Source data
-------------------------
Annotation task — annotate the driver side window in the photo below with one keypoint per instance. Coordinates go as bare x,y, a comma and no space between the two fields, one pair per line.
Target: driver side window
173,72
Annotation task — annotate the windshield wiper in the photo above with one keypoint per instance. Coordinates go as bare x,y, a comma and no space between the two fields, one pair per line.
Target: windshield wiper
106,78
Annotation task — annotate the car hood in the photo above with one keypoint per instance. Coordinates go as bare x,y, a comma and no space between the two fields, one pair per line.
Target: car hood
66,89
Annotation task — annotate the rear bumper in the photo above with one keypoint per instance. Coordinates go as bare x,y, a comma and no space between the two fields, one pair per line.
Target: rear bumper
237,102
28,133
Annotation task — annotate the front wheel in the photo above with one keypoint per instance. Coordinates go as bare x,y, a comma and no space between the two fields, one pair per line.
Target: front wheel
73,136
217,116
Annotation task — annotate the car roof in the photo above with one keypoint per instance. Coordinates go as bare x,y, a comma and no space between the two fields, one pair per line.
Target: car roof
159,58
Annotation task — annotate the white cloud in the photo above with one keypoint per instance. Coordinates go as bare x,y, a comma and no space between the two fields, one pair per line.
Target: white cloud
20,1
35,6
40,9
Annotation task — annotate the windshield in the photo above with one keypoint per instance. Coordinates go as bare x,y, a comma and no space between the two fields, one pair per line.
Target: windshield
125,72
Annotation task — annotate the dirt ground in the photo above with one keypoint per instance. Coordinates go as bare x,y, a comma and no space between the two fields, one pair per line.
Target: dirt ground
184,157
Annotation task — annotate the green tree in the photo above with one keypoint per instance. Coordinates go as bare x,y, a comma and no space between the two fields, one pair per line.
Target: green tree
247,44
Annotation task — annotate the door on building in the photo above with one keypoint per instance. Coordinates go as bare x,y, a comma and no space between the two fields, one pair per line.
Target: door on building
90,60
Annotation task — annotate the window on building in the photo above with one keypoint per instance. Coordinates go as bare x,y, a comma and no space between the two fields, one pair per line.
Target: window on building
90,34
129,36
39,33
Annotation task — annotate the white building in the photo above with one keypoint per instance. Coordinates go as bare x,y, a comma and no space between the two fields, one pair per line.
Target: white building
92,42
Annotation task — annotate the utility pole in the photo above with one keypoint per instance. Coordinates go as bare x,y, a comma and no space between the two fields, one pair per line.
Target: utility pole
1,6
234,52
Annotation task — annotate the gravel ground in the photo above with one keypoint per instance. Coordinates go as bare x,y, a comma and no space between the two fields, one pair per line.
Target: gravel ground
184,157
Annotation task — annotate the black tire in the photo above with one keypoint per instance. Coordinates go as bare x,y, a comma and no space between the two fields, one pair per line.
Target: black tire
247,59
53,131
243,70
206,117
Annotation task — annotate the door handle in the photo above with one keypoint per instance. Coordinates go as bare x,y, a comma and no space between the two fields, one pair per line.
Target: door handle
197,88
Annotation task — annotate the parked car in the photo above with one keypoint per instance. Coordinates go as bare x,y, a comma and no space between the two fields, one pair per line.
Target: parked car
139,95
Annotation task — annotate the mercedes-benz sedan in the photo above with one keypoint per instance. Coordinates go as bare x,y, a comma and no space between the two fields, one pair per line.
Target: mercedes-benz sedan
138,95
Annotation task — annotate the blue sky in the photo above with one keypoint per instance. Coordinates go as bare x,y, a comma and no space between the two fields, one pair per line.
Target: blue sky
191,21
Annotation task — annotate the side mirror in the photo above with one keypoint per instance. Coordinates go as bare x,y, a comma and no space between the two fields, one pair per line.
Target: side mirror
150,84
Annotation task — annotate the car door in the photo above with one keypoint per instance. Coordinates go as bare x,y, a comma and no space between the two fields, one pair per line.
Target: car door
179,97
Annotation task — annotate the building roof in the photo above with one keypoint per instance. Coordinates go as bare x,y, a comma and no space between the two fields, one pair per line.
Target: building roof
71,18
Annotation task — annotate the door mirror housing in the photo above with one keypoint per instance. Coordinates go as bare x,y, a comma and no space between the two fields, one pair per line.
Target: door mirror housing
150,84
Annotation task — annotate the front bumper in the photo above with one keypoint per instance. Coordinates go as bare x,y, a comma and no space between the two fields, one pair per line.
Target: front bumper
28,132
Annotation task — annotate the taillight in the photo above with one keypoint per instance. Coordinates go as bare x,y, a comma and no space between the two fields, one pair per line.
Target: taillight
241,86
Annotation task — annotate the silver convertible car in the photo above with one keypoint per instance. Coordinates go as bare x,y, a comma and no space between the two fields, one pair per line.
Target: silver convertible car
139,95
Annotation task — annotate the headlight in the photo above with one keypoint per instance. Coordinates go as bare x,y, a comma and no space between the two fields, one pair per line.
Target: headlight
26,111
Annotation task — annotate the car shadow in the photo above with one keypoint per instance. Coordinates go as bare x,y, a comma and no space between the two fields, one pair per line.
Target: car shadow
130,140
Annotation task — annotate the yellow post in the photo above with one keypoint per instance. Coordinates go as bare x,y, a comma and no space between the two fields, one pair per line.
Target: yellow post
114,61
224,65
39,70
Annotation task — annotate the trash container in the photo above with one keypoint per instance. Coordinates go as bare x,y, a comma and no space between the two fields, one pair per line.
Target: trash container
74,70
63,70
-------------------------
> [TASK DIRECTIONS]
Return the data in full, exactly as it appears above.

> [EXERCISE OUTPUT]
Annotation task — annotate the driver side window in the photo below with one keypoint per instance. Coordinates go as bare x,y, a comma and no space between the two fields, one pair per line.
Target: driver side window
173,72
Annotation task — annotate the windshield wiper in the photo above with one keypoint per instance. Coordinates go as bare x,y, a comma and no space between the two fields, one pair per line.
Target: windshield wiper
106,78
Annotation task — annotate the car hood in the photo above with one keypoint per instance. Coordinates go as bare x,y, a comma and no space between the two fields, one pair per line.
Target: car hood
66,89
Annotation task — annotate the rear bumper in the photo above with one keypoint per instance. Coordinates go as bare x,y, a comma and no space between the two fields, one pair per line.
Target: rear bumper
237,102
28,133
Annotation task — annotate the front wheel in the photo above with one keypoint per instance. Coordinates go as bare x,y, a comma and no space between the two fields, one pair per line.
Target: front wheel
73,136
217,116
Annotation task — annotate the car roof in the photo above with one keypoint per instance. Coordinates go as bare x,y, a comma and no space between the two fields, one pair per line.
Target: car roof
159,58
Annotation task — annotate the white cloud in the photo above with one keypoint per instance. Coordinates go as bare x,y, a comma and no space between the two fields, one pair per line.
Target: white cloud
20,1
35,6
40,9
Annotation task — annotate the windshield in the photo above with one keypoint per instance. Coordinates go as bare x,y, a comma and no space between the two fields, one pair per line.
Target: windshield
125,72
Annotation task — annotate the dirt ground in the photo above with one keypoint per instance. Coordinates go as bare x,y, a comma and no space between the two fields, one pair per line.
Target: dirt ground
184,157
Annotation task — annotate the green tree in the photo above with one keypoint per instance. Coordinates go as bare x,y, a comma and no space between the two fields, one pair per line.
Target: green tree
247,44
Annotation task — annotate the door on building in the photo above with one keypoint per instance. Coordinates go as bare x,y, a comma and no space between the two fields, one pair per line.
Target: door on building
90,60
Annotation task — annotate the window on building in the photo above with one keypoint per instance. Coordinates go as bare x,y, a comma and no space between the two fields, one pair per line.
Target: window on building
90,34
129,36
39,33
Annotation task — annotate the white building in the photo above with one keypoint per instance. Coordinates go as bare x,y, a comma and no space between the two fields, one pair per line.
Target: white building
92,42
Annotation task — annotate the utility pole in the photo above with one keypoint per instance. Coordinates go as bare x,y, a comma and no space between the two fields, one pair per line.
Target: utility pole
1,6
234,52
Annotation task — annotate the gravel ground in the photo above with one keypoint per instance. Coordinates go as bare x,y, a comma and no space between the two fields, one pair per line.
Target: gravel ground
184,157
Annotation task — annotate the black tire in the photo above with one keypoint per instance. Coordinates go as bare x,y, a comma and no space between the two fields, one pair per line.
Target: black tire
247,59
53,131
243,70
206,117
Annotation task — annotate the door handle in the photo above with one keypoint per instance. Coordinates go as bare x,y, a comma and no space between the two fields, one pair per line.
Target: door handle
197,88
Annotation task — annotate the parked car in the photo above with one keypoint per instance. Coordinates go as bare x,y, a comma and no space between the two fields, one pair per line.
Target: parked car
139,95
Annotation task — annotate the mercedes-benz sedan in the photo above with one keypoint per instance. Coordinates go as bare x,y, a comma and no space between the two fields, one pair per line.
Target: mercedes-benz sedan
138,95
Annotation task — annotate the blue sky in the photo above with one keypoint per instance. Coordinates go as bare x,y, a comma and no space between the two fields, one pair per line.
Target: blue sky
191,21
Annotation task — annotate the side mirror in the photo above with one keypoint per instance. Coordinates go as bare x,y, a comma and no space between the two fields, one pair per line.
Target: side mirror
150,84
Annotation task — annotate the car door in the photo above with one keypoint per instance. Coordinates go as bare x,y, a comma and no space between the two fields, one pair per line.
Target: car door
179,97
Annotation task — annotate the building roof in the photo above with one keypoint per instance. Coordinates go as bare x,y, a comma and no space between the two fields, one pair per line.
Target: building roof
71,18
Annotation task — annotate the door mirror housing in the photo above with one keypoint per instance. Coordinates go as bare x,y, a comma and no space between the two fields, one pair per line.
Target: door mirror housing
150,84
Annotation task — annotate the front bumper in the photo above with one keypoint per instance. Coordinates go as bare x,y, a comma and no space between the two fields, one pair per line.
Target: front bumper
28,132
Annotation task — annotate the taillight in the photo above with one keypoint per instance. Coordinates go as bare x,y, a comma and no space between the two fields, one pair per line.
Target: taillight
241,86
Annotation task — annotate the silver convertible car in the photo above with one keypoint per instance. Coordinates go as bare x,y, a comma and no space between the two fields, one pair per line.
Target: silver convertible car
139,95
Annotation task — annotate the headlight in the photo above with one keypoint per instance. Coordinates go as bare x,y, a comma and no space between the two fields, one pair per line.
Target: headlight
26,111
Annotation task — annotate the car shadow in the photo above with one keypoint per instance. Coordinates go as bare x,y, a comma and no space between the two fields, one pair per line.
Target: car shadow
130,140
Annotation task — annotate the yellow post in the photo above with one keypoint per instance. Coordinates go as bare x,y, a comma and no space between the two fields, one pair per line.
Target: yellow post
114,61
224,65
39,70
Annotation task — annotate the trash container in the photo above with one keypoint per instance. Coordinates go as bare x,y, a comma and no space between the two fields, one pair per line.
Target: trash container
74,70
63,70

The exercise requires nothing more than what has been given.